* **SUPPLIED ENTRIES**:
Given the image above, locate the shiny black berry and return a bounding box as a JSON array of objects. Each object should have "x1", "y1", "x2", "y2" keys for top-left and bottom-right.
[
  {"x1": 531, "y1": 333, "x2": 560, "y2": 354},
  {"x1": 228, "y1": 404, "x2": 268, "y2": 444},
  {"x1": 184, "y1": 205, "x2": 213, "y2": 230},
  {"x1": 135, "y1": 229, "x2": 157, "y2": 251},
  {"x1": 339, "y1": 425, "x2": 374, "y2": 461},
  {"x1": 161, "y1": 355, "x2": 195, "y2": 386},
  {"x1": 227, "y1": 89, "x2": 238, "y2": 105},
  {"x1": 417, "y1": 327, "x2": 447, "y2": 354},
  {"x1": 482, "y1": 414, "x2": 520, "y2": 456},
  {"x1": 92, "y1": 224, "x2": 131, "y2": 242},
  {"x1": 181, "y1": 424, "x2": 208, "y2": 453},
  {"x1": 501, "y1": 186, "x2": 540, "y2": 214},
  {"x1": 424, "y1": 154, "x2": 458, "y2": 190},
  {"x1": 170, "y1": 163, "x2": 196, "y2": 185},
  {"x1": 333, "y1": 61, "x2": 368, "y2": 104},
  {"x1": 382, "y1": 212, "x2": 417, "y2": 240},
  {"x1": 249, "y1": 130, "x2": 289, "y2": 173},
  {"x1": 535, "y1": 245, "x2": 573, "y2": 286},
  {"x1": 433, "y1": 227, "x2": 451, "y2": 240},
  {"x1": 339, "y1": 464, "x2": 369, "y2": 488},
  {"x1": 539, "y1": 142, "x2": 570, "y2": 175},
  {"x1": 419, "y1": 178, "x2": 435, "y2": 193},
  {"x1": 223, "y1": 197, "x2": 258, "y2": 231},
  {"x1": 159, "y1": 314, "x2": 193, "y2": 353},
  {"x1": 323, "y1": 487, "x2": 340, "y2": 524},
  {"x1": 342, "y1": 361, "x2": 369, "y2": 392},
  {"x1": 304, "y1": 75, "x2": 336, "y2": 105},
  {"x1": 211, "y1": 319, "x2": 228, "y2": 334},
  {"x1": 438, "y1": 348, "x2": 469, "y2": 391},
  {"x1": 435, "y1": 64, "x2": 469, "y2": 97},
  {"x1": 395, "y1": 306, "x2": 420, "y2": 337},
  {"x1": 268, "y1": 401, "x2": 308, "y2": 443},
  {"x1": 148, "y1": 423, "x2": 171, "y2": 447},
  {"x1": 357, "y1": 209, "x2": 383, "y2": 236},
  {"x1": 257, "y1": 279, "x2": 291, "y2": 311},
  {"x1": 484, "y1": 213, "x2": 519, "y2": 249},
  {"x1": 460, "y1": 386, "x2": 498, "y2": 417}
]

* **REQUIREMENT**: What you should produce is an exact copy of the records above.

* **EXERCISE SOLUTION**:
Given the image above, locate the shiny black berry and return a bounding box as a JSON array of objects. Each object should have "x1", "y1", "x2", "y2" keys for top-left and bottom-right.
[
  {"x1": 531, "y1": 333, "x2": 560, "y2": 354},
  {"x1": 228, "y1": 404, "x2": 268, "y2": 444},
  {"x1": 184, "y1": 205, "x2": 213, "y2": 230},
  {"x1": 135, "y1": 229, "x2": 157, "y2": 251},
  {"x1": 339, "y1": 425, "x2": 374, "y2": 461},
  {"x1": 161, "y1": 355, "x2": 195, "y2": 386},
  {"x1": 227, "y1": 89, "x2": 238, "y2": 105},
  {"x1": 417, "y1": 327, "x2": 447, "y2": 354},
  {"x1": 482, "y1": 414, "x2": 520, "y2": 456},
  {"x1": 92, "y1": 224, "x2": 131, "y2": 242},
  {"x1": 181, "y1": 424, "x2": 208, "y2": 453},
  {"x1": 501, "y1": 186, "x2": 540, "y2": 214},
  {"x1": 424, "y1": 154, "x2": 458, "y2": 190},
  {"x1": 170, "y1": 163, "x2": 196, "y2": 185},
  {"x1": 333, "y1": 61, "x2": 368, "y2": 104},
  {"x1": 382, "y1": 212, "x2": 417, "y2": 240},
  {"x1": 249, "y1": 130, "x2": 289, "y2": 173},
  {"x1": 535, "y1": 245, "x2": 573, "y2": 286},
  {"x1": 433, "y1": 227, "x2": 451, "y2": 240},
  {"x1": 339, "y1": 464, "x2": 369, "y2": 488},
  {"x1": 539, "y1": 142, "x2": 570, "y2": 175},
  {"x1": 419, "y1": 178, "x2": 435, "y2": 193},
  {"x1": 223, "y1": 197, "x2": 258, "y2": 231},
  {"x1": 159, "y1": 314, "x2": 193, "y2": 353},
  {"x1": 323, "y1": 487, "x2": 340, "y2": 524},
  {"x1": 342, "y1": 361, "x2": 369, "y2": 392},
  {"x1": 304, "y1": 75, "x2": 336, "y2": 105},
  {"x1": 211, "y1": 319, "x2": 228, "y2": 334},
  {"x1": 438, "y1": 348, "x2": 469, "y2": 391},
  {"x1": 435, "y1": 64, "x2": 469, "y2": 97},
  {"x1": 395, "y1": 306, "x2": 420, "y2": 337},
  {"x1": 268, "y1": 401, "x2": 308, "y2": 443},
  {"x1": 148, "y1": 423, "x2": 171, "y2": 447},
  {"x1": 357, "y1": 209, "x2": 383, "y2": 236},
  {"x1": 257, "y1": 279, "x2": 291, "y2": 311},
  {"x1": 484, "y1": 213, "x2": 519, "y2": 249},
  {"x1": 460, "y1": 386, "x2": 498, "y2": 417}
]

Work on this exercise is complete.